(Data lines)

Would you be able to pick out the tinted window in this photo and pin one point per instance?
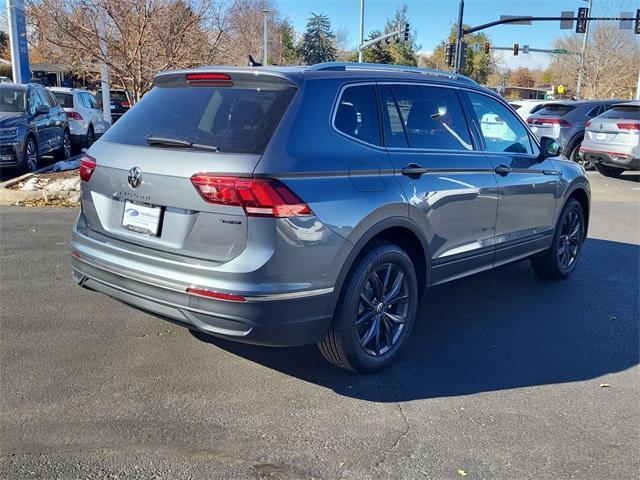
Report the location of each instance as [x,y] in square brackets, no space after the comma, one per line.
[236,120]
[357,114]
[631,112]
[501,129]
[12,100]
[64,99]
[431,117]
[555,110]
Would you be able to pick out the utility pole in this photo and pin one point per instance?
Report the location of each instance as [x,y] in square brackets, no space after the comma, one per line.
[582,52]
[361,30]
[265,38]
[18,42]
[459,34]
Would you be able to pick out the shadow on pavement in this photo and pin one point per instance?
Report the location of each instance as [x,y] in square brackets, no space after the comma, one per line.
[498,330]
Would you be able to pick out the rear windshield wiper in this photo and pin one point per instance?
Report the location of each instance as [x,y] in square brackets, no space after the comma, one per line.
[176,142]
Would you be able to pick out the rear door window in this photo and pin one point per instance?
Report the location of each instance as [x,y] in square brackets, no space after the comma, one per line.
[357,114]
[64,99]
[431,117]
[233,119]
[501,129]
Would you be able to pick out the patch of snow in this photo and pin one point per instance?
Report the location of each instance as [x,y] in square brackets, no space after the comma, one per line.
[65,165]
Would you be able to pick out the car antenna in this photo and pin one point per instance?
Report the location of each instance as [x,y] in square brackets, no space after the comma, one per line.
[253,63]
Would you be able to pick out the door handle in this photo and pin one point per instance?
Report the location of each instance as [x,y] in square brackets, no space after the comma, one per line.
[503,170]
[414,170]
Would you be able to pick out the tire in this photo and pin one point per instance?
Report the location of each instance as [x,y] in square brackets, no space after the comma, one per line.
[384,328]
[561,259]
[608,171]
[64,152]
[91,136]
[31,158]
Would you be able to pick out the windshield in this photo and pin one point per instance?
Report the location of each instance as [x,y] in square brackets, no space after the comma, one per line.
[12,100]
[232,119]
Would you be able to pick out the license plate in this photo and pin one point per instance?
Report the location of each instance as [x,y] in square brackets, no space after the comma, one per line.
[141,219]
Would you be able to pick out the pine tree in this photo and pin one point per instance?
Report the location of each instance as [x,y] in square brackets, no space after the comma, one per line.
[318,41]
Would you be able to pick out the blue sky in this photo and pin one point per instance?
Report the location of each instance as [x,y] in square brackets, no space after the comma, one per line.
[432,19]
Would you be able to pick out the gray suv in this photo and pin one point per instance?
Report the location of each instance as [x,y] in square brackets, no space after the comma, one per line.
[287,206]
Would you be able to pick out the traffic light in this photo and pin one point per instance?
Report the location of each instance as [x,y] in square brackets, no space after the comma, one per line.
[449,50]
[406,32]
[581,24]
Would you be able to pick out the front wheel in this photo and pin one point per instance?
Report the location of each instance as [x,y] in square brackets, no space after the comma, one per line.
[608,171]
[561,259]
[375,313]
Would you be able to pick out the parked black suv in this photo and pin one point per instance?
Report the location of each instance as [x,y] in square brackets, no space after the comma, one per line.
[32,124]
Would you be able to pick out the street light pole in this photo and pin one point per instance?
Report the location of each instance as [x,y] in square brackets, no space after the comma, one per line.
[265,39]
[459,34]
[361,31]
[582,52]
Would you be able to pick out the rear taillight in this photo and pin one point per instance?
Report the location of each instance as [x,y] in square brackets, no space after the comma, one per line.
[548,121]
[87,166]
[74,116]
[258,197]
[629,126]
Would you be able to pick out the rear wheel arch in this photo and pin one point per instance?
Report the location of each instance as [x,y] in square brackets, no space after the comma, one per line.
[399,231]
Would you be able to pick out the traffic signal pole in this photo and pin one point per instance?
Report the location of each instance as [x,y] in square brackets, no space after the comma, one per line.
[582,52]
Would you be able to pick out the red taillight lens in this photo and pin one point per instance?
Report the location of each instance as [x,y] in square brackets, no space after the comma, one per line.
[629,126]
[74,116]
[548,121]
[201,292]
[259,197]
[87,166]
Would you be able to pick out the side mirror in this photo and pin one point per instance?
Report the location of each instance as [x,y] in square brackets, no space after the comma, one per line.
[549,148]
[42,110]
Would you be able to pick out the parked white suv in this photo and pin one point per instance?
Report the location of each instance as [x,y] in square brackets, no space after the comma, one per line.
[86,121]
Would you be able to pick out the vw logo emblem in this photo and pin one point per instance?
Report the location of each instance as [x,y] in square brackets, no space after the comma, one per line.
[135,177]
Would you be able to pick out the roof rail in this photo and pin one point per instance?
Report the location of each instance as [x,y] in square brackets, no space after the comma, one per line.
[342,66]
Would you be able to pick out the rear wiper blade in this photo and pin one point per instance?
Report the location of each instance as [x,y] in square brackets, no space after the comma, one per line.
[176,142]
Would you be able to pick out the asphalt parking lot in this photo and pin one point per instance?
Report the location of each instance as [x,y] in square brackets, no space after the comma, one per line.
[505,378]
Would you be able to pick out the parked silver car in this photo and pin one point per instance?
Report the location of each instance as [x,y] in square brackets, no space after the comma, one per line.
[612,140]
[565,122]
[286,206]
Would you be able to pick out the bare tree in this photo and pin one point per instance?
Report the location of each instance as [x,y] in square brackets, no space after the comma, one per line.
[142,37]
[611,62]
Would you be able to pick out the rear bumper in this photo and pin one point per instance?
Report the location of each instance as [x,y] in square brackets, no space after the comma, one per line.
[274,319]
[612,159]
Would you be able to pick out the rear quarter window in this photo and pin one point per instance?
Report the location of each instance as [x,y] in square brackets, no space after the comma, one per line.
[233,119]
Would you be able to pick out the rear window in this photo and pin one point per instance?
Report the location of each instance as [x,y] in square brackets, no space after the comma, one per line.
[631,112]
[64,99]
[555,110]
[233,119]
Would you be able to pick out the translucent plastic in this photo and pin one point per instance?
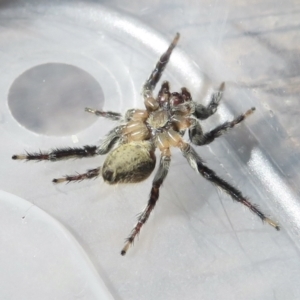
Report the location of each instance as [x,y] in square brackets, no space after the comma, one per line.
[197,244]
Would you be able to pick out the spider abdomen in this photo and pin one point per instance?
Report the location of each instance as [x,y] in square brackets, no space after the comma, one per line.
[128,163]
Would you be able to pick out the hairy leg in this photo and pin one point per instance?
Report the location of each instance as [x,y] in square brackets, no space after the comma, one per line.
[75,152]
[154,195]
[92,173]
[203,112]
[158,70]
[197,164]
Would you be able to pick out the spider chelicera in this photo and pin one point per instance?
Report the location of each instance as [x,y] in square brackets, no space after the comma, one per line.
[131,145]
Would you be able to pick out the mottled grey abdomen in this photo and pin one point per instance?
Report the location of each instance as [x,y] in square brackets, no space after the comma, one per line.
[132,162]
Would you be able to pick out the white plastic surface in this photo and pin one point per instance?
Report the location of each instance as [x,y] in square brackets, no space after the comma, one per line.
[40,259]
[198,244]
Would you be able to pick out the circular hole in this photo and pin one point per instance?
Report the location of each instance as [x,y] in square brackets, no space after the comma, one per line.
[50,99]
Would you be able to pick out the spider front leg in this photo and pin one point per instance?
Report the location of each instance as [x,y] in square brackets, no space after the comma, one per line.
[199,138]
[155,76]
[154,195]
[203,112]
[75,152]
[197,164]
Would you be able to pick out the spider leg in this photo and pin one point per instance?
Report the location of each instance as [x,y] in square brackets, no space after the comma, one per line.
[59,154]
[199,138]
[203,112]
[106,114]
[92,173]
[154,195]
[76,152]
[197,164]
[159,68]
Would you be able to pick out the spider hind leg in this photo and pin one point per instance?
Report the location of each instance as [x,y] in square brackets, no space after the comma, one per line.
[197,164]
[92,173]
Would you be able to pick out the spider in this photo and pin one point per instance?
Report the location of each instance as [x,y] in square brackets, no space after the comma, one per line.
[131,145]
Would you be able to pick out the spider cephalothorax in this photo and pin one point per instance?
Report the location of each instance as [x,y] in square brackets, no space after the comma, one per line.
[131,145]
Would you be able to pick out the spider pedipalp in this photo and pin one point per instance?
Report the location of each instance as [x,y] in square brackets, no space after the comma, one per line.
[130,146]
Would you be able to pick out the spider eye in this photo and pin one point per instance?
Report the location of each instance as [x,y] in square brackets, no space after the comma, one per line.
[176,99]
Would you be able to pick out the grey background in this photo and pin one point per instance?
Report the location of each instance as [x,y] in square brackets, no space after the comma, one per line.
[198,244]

--

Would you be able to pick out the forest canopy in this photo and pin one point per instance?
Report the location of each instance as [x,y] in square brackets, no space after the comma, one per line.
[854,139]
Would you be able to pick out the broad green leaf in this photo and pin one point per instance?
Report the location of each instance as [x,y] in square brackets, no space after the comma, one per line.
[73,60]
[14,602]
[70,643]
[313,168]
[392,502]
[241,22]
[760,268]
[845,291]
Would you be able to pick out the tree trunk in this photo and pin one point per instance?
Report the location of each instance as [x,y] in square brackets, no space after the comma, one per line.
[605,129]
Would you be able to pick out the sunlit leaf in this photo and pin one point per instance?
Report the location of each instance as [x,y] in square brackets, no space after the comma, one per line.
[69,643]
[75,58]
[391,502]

- _Work to do_
Which lines of the data above contain the string "windshield"? List each of them in full, treating uppercase and lowercase letters as different.

- _In response_
Would you be able to pick out the rear windshield wiper in this photo and pin one point per instance?
Would you be able to pick out the windshield in this photo and pin one point per instance?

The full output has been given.